Work to do:
Nothing other than the lines from the one containing "task | indicate the nose, one" through the close of the entries below should be printed, each exactly.
===== Source records =====
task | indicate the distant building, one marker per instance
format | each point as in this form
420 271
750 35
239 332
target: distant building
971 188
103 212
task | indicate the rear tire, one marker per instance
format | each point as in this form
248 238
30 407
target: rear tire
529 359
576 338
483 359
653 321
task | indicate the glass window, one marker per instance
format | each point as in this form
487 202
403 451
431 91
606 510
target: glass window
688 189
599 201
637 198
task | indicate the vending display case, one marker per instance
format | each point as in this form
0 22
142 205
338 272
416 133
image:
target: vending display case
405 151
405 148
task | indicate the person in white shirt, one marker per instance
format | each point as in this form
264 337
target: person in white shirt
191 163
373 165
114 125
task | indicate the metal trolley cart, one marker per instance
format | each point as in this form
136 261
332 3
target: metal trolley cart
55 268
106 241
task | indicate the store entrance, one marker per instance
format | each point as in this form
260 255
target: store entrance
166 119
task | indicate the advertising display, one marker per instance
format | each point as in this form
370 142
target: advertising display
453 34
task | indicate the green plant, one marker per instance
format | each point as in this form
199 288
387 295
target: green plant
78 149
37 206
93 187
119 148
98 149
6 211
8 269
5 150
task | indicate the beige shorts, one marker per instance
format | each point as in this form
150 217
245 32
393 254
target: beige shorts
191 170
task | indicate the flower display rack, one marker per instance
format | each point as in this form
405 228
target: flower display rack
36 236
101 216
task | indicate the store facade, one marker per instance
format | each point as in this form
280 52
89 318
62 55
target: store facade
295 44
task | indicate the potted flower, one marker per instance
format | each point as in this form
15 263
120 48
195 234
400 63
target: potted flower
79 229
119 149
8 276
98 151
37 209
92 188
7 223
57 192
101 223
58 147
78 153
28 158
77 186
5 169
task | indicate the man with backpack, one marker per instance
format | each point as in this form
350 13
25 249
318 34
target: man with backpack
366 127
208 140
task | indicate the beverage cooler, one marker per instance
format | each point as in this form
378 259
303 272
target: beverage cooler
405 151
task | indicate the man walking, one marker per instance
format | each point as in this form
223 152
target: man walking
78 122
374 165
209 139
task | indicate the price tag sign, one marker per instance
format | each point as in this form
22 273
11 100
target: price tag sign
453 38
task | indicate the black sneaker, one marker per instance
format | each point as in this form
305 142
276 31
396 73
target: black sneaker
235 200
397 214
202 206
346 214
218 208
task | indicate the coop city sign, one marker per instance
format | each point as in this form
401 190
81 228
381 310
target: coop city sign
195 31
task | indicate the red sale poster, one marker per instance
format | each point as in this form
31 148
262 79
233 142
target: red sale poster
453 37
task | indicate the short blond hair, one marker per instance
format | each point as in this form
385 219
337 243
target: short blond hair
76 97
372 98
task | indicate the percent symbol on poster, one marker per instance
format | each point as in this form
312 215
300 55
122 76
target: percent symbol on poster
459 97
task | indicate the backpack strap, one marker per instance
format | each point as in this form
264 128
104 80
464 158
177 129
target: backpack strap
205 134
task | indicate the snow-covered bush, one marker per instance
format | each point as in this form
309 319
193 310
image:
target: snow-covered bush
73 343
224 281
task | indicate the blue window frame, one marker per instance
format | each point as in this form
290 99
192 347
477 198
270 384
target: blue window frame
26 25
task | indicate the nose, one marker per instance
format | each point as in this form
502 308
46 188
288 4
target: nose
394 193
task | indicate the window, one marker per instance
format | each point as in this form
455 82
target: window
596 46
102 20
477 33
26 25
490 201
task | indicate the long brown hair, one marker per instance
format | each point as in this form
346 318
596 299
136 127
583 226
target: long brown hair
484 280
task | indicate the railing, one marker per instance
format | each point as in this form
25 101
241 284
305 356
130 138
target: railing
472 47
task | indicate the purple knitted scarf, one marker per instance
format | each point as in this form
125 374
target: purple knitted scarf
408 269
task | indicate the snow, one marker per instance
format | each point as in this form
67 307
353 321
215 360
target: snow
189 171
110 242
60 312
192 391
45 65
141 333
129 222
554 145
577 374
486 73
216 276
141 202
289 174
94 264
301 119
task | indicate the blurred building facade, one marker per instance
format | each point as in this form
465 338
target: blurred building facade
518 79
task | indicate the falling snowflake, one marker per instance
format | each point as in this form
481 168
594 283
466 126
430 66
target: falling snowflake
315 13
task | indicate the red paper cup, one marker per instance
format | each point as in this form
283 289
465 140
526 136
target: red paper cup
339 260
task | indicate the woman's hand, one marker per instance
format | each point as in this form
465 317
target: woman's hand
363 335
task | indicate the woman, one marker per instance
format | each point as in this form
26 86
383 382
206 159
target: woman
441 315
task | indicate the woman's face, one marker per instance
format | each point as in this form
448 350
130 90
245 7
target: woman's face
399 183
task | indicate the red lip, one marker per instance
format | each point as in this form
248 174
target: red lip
=====
Solution to the problem:
task | indicate the nose, one marker per instance
format | each point as in this form
502 308
46 188
288 4
target: nose
394 193
task | indicate the window, one marker per instance
format | each point as in this form
455 82
target: window
596 46
102 20
477 33
26 25
490 201
task | indicate the long brown hair, one marker per instance
format | each point as in this form
346 318
596 299
136 127
583 226
target: long brown hair
484 280
task | indicate the railing, one marker per instance
format | each point as in this form
25 101
241 284
305 356
130 138
target: railing
472 47
task | indicate the purple knitted scarf, one marker per instance
format | each point as in this form
125 374
target: purple knitted scarf
408 269
task | indicate the snow, one marker per instance
format | each point as in this form
67 307
353 321
215 360
target: snow
189 171
110 242
60 312
192 391
45 65
141 333
129 222
554 145
577 374
486 73
216 276
141 202
289 174
94 264
301 119
task | indicate the blurred building facade, one marker per instance
format | each point as in this form
465 338
target: blurred building facade
518 79
task | indicate the falling snowflake, one marker per instance
format | each point as in this form
481 168
594 283
466 126
430 66
target: falling snowflake
315 13
task | indicate the red paper cup, one marker per instance
format | each point as in this form
283 289
465 140
526 136
target: red paper cup
339 260
task | indicate the woman's hand, one marker per instance
format | each point as in this form
465 317
target: woman's hand
363 335
task | indicate the woman, one marker per instance
format | each point as in this form
26 86
383 382
206 159
target: woman
441 315
task | indicate the woman's face, one marker per instance
format | each point as in this form
448 350
130 90
245 7
target: woman's face
399 183
task | indicate the red lip, one marker per instance
format | each point as in this form
248 174
target: red lip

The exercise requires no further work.